** AIM OF THE TASK **
Copy the listing verbatim from its first line down to the line holding "(1240, 308)", with that line included.

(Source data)
····················

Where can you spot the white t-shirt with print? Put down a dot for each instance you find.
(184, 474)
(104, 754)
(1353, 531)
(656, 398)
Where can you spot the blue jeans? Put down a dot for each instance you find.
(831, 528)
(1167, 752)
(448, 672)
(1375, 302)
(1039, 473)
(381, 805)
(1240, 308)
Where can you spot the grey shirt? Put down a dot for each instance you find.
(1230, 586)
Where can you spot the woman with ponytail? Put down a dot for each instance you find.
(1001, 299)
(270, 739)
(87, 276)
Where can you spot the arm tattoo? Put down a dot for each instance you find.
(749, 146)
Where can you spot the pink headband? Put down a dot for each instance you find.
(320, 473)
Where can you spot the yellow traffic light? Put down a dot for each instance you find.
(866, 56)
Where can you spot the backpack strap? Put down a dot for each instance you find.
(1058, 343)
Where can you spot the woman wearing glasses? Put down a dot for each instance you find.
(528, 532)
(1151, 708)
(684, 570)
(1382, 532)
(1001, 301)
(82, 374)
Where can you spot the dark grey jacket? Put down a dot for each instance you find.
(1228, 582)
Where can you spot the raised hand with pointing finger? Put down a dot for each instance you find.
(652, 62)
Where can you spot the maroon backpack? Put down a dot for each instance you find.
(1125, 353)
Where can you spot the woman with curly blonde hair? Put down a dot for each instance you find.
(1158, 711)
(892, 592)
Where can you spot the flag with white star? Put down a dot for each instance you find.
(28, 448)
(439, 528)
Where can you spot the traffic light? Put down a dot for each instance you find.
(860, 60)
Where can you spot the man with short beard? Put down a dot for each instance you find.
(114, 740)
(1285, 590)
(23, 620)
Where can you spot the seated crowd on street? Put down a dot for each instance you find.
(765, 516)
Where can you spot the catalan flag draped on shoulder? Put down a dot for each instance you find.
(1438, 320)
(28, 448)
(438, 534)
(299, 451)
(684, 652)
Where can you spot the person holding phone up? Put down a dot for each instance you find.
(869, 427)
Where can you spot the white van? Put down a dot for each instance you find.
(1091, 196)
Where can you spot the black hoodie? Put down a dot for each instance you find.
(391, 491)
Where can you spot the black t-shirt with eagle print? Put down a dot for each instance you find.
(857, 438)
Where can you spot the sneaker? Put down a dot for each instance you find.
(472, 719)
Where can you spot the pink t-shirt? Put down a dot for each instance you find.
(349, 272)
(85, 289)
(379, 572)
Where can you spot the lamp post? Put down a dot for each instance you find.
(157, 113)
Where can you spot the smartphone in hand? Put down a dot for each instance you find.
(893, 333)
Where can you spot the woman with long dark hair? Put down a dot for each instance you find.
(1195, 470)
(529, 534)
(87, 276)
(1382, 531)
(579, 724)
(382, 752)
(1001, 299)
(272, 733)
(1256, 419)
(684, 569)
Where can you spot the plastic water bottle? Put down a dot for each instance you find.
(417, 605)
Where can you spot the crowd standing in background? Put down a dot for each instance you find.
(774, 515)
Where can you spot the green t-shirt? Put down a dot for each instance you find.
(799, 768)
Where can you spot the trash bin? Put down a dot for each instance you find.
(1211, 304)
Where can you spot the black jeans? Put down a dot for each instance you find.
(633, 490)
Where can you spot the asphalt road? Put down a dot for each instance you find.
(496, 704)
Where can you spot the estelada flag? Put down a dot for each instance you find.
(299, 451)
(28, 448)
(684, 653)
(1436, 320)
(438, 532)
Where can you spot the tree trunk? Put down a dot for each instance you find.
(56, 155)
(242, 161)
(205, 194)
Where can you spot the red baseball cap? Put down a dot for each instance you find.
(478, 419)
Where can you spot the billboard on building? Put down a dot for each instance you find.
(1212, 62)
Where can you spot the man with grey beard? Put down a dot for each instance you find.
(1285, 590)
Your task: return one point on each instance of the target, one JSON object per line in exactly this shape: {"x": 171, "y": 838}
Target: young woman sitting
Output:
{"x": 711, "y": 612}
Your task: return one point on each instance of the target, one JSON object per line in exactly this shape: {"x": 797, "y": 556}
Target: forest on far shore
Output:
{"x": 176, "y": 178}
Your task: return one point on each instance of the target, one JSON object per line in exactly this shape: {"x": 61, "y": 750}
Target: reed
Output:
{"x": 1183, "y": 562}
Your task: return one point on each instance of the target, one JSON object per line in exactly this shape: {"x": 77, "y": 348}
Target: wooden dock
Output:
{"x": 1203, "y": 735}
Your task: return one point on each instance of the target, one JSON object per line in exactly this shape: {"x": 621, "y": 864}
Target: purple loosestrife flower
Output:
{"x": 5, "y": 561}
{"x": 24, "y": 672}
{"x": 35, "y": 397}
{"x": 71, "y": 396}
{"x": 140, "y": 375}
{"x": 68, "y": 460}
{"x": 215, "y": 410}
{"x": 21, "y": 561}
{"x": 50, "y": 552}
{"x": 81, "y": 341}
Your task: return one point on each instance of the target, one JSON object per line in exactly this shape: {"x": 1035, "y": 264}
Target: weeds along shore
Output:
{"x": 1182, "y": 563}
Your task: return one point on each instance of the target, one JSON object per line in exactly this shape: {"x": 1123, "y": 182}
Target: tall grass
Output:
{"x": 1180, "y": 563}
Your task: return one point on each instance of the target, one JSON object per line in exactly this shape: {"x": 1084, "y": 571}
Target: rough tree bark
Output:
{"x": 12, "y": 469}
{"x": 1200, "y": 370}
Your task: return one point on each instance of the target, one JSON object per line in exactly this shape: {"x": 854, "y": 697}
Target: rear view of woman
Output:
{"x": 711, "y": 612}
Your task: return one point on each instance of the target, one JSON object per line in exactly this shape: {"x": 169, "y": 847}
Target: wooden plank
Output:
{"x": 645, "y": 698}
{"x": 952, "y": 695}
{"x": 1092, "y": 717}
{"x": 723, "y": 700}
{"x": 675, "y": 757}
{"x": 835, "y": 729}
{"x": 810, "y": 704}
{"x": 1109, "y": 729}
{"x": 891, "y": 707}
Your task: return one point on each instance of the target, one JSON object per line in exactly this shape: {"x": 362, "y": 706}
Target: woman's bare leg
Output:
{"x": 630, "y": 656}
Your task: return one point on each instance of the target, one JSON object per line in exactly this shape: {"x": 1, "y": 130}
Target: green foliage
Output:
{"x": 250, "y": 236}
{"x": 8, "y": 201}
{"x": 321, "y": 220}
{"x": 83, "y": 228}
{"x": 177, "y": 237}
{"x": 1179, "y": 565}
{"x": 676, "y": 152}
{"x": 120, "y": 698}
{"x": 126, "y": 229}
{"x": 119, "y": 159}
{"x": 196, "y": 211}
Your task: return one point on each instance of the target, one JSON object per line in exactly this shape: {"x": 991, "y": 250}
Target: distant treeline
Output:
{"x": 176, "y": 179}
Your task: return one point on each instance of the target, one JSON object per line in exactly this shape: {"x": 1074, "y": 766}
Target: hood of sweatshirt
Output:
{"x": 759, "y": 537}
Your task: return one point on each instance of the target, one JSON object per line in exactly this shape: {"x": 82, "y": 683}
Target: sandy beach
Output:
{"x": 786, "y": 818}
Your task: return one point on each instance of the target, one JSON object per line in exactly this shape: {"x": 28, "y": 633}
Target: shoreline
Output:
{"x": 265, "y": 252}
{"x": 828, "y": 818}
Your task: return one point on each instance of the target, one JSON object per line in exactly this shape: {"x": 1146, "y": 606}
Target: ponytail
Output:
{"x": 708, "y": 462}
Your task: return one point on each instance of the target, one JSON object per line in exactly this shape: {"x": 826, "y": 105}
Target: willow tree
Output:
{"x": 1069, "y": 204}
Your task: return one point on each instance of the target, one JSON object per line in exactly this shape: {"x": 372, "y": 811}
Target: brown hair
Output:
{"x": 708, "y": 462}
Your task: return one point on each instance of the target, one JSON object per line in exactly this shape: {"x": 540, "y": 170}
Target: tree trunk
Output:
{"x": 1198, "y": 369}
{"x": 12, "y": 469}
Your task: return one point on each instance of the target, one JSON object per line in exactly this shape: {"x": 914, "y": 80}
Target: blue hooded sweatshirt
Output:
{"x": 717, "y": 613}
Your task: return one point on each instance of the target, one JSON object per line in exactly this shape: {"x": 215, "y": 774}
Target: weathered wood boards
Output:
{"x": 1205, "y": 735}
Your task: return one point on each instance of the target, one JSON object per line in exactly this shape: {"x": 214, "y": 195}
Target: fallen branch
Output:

····················

** SOLUTION FOR THIS EXERCISE **
Where can you spot the white t-shirt with print? Put down a dot for each instance you find.
(184, 474)
(104, 754)
(1353, 531)
(656, 398)
Where can you spot the blue jeans? Put down a dot for each instance you find.
(831, 528)
(1167, 752)
(448, 672)
(1375, 302)
(1039, 473)
(381, 805)
(1240, 308)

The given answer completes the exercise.